Exercise brief: Would you set down every entry again, exactly as written?

Data records:

● ● ● ● ● ● ●

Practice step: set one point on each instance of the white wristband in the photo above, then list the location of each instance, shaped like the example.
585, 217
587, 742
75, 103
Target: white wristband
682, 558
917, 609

● ● ● ● ● ● ●

Problem solution:
Practice step: set one point on each instance of the white wristband in the photo above, then list the location of each instance, shaped like the example.
585, 217
587, 742
75, 103
Target: white wristband
682, 558
917, 609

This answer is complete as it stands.